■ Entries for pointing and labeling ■
## START
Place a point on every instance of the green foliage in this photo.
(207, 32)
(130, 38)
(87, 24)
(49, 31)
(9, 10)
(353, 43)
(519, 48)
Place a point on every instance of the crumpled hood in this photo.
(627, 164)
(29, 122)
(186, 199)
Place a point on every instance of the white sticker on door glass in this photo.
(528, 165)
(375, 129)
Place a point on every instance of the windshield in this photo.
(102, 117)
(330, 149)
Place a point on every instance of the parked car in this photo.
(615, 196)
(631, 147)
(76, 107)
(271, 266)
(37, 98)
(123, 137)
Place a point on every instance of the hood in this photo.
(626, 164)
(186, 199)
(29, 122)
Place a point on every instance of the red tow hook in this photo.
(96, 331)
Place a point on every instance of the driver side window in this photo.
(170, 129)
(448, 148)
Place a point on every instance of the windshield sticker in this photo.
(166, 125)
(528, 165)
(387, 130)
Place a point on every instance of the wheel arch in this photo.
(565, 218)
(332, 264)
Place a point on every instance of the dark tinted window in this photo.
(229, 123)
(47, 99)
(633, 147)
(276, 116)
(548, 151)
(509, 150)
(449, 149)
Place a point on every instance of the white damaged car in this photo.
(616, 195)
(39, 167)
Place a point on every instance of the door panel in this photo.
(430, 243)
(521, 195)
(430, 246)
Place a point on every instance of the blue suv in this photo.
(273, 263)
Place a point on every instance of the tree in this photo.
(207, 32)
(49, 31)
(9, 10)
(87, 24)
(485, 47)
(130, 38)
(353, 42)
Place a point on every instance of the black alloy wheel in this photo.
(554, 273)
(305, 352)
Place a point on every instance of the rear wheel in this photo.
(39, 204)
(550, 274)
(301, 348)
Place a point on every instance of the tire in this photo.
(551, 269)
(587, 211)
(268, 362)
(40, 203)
## END
■ The task ■
Output the lines of these records as a numbered list, omitting blank lines.

■ Complete response ■
1. Place a point on every instance of the green foliage in this photo.
2. (207, 32)
3. (130, 38)
4. (87, 24)
5. (49, 31)
6. (9, 10)
7. (353, 43)
8. (519, 48)
9. Place a point on every instance of the crumpled hood in this photo.
10. (627, 164)
11. (29, 122)
12. (186, 199)
13. Place a point on every instance of the white sticker on door glass in this photo.
14. (528, 165)
15. (375, 129)
16. Place a point on every instance of the windshield in this photo.
17. (102, 117)
18. (330, 149)
19. Place a point on every instance of the parked car in this photo.
20. (615, 196)
21. (631, 147)
22. (76, 107)
23. (271, 266)
24. (37, 98)
25. (123, 137)
26. Place a point on every instance of the hood in this photo.
27. (626, 164)
28. (186, 199)
29. (29, 122)
30. Place a point on every instance of the red tow hook in this photo.
31. (96, 331)
32. Place a point on every instance of the driver side window in this photo.
33. (170, 129)
34. (448, 148)
35. Place a point on every instance of the windshield sticker in this photo.
36. (166, 125)
37. (528, 165)
38. (387, 130)
39. Place a point on every instance of the wheel arch in this photo.
40. (565, 218)
41. (332, 264)
42. Place a point on every instance of the dark tinted window in this photo.
43. (229, 123)
44. (47, 99)
45. (633, 147)
46. (276, 116)
47. (548, 151)
48. (509, 150)
49. (449, 149)
50. Place a point on every instance of the white damaged car in this photo.
51. (616, 195)
52. (39, 167)
53. Place a point on every instance of the door panel in this photo.
54. (430, 243)
55. (521, 195)
56. (430, 246)
57. Place a point on every instance of the blue suv in this photo.
58. (273, 263)
59. Place a point on every instance of the tree in this photo.
60. (207, 32)
61. (49, 31)
62. (9, 10)
63. (87, 24)
64. (485, 47)
65. (130, 38)
66. (353, 42)
67. Place a point on every instance of the black alloy wheel in this photo.
68. (554, 273)
69. (305, 352)
70. Place a point on every instance of the rear wheel in this photo.
71. (39, 204)
72. (550, 274)
73. (301, 348)
74. Place a point on every instance of the tire in this photo.
75. (551, 269)
76. (587, 211)
77. (268, 362)
78. (40, 203)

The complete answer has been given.